§ **Required work**: Update the material starting at its beginning and ending at the line containing "[528,380,546,556]", replacing "Give me" with "Show me" and changing nothing else. Return only those lines, leaving out the pictures.

+---+

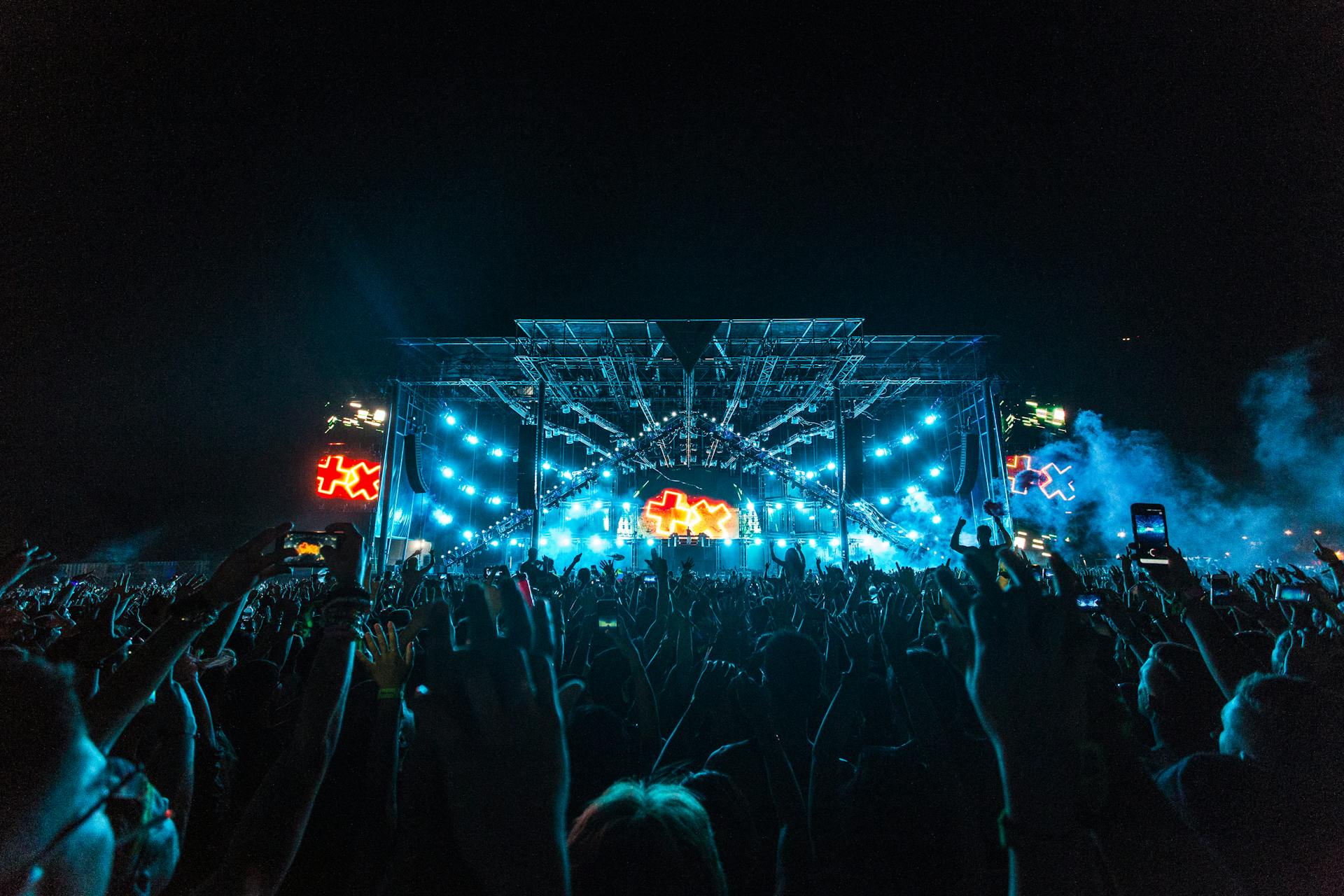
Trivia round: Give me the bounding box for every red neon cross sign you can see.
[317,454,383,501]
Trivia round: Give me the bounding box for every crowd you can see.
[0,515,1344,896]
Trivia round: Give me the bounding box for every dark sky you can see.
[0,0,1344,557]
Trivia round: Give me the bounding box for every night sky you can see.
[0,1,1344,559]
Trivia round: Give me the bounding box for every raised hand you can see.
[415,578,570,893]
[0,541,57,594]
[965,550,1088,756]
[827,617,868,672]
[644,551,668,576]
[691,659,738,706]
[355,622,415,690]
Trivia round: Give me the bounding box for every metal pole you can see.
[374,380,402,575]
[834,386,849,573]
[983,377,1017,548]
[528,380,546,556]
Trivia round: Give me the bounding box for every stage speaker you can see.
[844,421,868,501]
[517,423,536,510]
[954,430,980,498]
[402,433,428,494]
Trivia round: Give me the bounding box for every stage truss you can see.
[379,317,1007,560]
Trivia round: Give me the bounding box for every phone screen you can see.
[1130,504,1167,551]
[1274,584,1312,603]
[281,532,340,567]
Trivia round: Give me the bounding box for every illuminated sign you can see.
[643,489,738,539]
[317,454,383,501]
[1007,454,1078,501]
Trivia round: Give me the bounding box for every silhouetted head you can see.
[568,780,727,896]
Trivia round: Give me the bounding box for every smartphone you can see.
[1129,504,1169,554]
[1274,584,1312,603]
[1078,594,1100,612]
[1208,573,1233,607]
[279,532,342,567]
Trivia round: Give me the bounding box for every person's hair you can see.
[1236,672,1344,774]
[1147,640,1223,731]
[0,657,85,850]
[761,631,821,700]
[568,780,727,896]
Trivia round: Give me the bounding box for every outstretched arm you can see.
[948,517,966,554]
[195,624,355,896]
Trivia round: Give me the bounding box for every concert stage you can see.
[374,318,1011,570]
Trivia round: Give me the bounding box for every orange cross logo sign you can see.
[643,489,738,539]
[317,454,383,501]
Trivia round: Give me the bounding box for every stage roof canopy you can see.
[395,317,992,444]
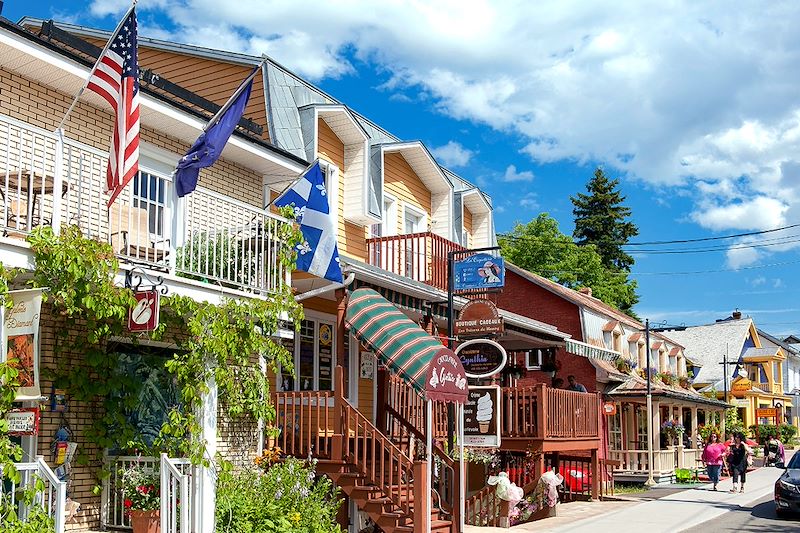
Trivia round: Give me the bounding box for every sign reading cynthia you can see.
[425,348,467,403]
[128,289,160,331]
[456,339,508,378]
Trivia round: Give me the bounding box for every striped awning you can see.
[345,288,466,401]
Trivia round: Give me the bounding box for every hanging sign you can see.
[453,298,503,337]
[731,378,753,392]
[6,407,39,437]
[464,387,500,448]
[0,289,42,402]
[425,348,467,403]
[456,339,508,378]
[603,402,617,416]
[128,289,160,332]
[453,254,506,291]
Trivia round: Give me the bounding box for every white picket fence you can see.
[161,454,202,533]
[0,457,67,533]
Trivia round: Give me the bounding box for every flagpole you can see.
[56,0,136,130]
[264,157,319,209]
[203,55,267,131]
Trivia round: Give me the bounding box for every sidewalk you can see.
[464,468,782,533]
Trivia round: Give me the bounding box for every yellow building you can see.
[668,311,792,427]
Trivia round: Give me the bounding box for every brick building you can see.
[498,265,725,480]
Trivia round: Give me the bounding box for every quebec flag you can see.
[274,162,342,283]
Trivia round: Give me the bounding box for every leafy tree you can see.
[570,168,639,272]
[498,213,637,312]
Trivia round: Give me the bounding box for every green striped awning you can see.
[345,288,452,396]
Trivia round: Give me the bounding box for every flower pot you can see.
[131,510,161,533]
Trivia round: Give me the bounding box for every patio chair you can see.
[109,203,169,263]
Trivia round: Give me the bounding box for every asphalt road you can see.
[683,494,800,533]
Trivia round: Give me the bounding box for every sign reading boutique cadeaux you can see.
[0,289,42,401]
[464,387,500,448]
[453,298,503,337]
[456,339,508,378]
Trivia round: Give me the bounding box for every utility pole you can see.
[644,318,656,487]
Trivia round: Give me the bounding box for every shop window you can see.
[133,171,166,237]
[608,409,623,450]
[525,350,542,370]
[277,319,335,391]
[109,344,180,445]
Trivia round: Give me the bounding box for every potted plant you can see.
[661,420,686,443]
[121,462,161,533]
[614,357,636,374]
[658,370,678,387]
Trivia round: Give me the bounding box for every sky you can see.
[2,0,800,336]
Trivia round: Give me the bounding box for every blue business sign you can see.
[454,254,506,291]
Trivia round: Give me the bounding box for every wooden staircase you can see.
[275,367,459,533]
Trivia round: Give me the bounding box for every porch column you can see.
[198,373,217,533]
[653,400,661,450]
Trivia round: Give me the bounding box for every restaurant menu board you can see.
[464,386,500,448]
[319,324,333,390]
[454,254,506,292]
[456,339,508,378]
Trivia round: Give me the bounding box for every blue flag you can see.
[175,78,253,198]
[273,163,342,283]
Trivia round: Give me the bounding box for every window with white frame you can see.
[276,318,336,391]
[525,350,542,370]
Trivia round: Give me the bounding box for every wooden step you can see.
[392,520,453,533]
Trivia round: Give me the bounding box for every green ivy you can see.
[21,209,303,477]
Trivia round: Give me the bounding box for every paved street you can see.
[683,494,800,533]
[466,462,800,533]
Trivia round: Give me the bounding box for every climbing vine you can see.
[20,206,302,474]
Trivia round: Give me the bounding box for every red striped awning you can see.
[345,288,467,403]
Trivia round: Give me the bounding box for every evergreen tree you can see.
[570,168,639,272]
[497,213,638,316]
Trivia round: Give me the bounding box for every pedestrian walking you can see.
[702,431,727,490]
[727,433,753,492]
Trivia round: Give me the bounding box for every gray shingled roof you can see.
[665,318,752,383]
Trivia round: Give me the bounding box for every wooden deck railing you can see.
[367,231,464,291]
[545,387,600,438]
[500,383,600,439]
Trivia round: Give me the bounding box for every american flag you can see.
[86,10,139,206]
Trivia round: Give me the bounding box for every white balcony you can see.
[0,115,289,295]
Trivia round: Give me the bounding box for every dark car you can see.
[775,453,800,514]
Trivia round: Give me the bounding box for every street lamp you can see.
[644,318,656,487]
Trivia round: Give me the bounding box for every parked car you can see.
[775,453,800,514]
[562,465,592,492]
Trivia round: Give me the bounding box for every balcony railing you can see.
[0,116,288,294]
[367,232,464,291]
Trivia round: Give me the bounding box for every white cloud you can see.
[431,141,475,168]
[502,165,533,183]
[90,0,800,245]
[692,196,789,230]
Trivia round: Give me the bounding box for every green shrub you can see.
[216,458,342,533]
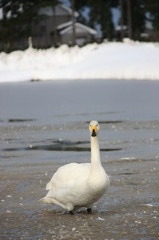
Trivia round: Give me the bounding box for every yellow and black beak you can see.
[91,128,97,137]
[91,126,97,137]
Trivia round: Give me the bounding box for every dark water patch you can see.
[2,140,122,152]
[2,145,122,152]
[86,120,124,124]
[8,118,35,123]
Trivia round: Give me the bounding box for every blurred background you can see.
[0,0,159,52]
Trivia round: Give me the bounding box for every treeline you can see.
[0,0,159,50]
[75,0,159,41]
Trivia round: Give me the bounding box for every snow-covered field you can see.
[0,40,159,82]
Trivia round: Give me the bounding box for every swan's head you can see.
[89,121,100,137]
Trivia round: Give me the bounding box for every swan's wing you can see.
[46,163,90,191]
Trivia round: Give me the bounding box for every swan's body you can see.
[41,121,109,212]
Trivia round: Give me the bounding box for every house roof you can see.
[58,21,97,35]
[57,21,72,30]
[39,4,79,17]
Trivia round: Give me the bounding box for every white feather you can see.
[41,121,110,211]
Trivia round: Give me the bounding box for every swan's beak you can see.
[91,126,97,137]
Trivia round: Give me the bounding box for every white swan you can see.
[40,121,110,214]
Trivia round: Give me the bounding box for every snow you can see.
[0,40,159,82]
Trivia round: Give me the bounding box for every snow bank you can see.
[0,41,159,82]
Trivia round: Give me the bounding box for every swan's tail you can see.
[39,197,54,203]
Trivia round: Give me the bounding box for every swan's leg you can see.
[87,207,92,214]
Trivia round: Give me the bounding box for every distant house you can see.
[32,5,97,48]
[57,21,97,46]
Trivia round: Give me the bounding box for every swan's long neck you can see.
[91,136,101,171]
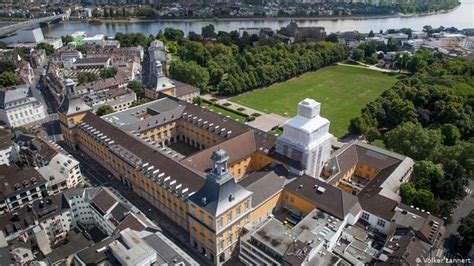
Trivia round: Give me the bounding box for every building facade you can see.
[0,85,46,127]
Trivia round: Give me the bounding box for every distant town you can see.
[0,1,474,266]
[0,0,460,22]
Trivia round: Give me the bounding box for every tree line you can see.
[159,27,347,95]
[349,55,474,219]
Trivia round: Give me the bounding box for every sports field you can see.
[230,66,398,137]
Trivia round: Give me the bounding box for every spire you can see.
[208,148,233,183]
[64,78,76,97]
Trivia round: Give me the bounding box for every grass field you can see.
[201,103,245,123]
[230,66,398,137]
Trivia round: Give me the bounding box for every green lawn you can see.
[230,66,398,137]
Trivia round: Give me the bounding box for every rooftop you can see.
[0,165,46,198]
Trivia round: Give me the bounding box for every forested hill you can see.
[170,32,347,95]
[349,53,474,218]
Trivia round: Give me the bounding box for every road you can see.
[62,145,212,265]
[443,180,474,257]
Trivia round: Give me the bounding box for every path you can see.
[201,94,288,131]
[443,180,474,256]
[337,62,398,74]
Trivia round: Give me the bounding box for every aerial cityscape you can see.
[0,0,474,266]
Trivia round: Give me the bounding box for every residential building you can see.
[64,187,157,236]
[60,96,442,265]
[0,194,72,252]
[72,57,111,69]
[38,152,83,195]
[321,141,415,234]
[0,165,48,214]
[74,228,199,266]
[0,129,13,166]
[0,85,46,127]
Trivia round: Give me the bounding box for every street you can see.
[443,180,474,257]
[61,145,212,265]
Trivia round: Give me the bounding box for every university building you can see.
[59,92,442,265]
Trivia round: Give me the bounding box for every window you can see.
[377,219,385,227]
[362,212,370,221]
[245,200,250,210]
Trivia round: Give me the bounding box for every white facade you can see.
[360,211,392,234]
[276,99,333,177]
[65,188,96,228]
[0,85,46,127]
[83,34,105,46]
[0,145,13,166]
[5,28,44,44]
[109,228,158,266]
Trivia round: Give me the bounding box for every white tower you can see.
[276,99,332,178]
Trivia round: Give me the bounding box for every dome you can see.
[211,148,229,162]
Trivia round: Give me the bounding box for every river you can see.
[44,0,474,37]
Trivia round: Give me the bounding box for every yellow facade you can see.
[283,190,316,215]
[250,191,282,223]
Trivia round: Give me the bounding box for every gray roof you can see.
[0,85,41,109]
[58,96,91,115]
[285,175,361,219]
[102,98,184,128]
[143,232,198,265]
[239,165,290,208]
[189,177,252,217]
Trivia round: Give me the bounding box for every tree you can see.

+---+

§ **Task answer**:
Trivia round: Show me the bounding box for every red neon cross sign you can see.
[317,454,383,501]
Trivia round: Show me the bounding box for every crowd you can see.
[0,515,1344,896]
Trivia round: Show me the bounding box for every dark sky you can see.
[0,0,1344,557]
Trivia round: Show me the bounding box for every night sky you can see.
[0,1,1344,559]
Trivia round: Show me the bounding box for every raised hand you can see.
[415,578,570,893]
[0,541,57,594]
[965,550,1088,756]
[827,617,868,672]
[644,551,668,576]
[691,659,738,706]
[355,622,415,690]
Trivia round: Show me the bounding box for every metal pole you can see.
[374,380,402,575]
[834,386,849,573]
[983,377,1017,548]
[528,380,546,556]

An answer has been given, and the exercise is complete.